EXERCISE INSTRUCTIONS: Identify the line in which "Field-scouting task: mark every instance of the man's face" appears, then reproduce that line and all remaining lines of the records word for word.

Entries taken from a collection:
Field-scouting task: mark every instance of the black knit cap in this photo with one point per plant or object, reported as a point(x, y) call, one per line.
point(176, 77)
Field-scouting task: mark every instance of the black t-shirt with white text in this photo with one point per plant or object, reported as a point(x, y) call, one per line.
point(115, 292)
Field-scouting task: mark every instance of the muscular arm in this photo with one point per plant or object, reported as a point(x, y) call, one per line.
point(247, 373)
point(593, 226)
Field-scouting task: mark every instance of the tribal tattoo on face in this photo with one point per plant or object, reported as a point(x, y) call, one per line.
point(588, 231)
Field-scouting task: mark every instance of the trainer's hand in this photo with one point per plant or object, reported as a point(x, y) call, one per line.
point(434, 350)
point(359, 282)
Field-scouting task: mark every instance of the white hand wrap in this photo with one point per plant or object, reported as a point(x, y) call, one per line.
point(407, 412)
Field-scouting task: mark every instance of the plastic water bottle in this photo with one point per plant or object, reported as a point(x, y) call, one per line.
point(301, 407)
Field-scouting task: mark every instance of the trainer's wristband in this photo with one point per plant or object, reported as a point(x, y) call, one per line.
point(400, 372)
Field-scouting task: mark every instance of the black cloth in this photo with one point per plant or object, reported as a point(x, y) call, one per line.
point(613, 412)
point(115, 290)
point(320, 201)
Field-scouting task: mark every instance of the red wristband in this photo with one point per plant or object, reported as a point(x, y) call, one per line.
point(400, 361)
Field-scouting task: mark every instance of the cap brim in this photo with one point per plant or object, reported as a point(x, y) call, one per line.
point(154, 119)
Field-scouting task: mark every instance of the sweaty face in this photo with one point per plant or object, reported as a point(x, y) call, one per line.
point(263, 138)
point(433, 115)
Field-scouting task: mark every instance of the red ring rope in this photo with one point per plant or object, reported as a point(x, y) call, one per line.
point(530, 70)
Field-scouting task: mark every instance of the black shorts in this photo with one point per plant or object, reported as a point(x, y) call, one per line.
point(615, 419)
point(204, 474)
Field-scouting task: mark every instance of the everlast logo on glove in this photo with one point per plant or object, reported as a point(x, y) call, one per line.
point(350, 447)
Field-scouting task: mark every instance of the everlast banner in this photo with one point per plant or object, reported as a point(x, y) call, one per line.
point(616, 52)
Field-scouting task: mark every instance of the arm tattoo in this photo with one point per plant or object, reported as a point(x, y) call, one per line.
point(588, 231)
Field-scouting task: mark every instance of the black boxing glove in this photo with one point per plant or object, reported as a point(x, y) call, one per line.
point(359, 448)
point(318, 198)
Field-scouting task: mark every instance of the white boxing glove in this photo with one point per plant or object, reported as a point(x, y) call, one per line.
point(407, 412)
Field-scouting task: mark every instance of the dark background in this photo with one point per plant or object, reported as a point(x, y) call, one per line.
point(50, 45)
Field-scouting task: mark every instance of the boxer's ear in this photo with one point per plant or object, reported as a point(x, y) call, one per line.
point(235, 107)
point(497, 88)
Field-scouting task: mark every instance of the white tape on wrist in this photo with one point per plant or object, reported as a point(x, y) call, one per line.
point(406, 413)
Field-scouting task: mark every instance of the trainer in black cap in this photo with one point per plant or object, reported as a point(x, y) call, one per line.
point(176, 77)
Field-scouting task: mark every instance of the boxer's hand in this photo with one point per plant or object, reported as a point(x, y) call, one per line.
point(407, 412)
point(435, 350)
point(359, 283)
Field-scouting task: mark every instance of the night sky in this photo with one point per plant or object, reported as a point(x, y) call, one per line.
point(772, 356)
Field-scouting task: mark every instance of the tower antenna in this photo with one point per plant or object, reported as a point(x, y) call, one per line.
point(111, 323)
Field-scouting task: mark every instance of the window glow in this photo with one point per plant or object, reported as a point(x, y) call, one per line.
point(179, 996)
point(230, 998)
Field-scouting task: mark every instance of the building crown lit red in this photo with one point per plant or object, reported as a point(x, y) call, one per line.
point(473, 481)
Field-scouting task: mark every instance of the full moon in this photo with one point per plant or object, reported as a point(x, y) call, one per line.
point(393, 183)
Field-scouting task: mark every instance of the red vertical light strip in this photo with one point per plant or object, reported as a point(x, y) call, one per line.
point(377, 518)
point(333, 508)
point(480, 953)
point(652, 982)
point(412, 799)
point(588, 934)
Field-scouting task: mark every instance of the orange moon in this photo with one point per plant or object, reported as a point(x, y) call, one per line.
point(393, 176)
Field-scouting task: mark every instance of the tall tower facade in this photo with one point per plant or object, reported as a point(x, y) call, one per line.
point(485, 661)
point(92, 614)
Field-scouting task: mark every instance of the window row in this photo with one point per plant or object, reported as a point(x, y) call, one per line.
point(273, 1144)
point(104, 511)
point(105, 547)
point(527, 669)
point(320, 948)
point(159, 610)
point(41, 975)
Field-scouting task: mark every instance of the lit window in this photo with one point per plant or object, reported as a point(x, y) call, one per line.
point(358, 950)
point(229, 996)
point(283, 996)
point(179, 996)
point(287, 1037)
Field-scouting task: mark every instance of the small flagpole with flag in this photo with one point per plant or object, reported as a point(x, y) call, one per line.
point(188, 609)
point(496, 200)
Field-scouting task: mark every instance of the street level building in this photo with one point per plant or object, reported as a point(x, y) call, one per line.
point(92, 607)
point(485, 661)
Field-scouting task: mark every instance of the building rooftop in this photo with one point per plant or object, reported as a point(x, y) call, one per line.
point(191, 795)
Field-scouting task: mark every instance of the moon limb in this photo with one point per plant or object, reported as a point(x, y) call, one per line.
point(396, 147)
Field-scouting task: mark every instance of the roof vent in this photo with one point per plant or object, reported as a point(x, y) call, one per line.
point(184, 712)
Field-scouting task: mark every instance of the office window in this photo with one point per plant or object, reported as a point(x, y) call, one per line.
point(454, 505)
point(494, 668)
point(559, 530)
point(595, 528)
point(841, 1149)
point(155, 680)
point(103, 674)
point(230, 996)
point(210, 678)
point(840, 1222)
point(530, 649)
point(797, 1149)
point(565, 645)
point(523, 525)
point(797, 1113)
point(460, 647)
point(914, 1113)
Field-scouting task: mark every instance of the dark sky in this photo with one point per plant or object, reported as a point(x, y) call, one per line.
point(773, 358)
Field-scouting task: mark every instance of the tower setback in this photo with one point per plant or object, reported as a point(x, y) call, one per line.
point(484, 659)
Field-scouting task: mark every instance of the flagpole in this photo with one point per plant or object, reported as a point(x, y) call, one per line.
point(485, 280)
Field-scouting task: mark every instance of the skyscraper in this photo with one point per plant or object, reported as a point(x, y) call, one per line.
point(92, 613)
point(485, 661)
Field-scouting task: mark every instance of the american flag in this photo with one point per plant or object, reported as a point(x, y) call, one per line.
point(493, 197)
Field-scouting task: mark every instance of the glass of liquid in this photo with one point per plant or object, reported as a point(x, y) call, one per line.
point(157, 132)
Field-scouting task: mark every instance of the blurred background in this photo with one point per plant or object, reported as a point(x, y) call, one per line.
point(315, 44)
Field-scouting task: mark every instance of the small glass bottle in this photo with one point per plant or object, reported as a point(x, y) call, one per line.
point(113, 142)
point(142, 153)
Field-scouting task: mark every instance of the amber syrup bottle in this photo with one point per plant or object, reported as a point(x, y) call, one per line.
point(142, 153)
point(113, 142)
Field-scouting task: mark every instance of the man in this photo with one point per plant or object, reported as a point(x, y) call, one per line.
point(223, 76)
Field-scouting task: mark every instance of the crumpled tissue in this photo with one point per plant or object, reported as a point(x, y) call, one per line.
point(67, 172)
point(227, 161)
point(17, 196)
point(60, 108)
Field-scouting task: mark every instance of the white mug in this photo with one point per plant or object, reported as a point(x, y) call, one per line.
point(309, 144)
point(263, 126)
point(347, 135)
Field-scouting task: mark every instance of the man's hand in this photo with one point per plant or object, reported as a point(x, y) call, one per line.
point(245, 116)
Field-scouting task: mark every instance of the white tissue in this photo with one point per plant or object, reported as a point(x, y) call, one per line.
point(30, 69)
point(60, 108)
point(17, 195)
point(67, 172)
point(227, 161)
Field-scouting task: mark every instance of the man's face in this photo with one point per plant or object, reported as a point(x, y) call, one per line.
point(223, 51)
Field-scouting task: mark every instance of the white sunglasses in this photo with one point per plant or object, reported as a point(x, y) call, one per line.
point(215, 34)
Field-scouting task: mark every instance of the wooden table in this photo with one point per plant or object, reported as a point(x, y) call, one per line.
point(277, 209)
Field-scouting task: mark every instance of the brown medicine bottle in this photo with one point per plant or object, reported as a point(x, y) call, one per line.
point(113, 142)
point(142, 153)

EXERCISE OUTPUT:
Field-scouting task: mark every instance of the man's face in this photo with one point per plant or object, reported as a point(x, y) call, one per line.
point(223, 51)
Field-scouting task: mark every instance of the white sunglasses in this photo with one point per plant or object, reported as a point(x, y) call, one per line.
point(215, 34)
Field-scouting task: mark every instance of the wooden table in this photo with one point per plant or object, reported as a point(x, y) call, one per line.
point(277, 209)
Field-scouting task: mark every instance of the brown medicine bottle in this photo with one point per plant or object, reported as a point(x, y) call, one per line.
point(113, 142)
point(142, 153)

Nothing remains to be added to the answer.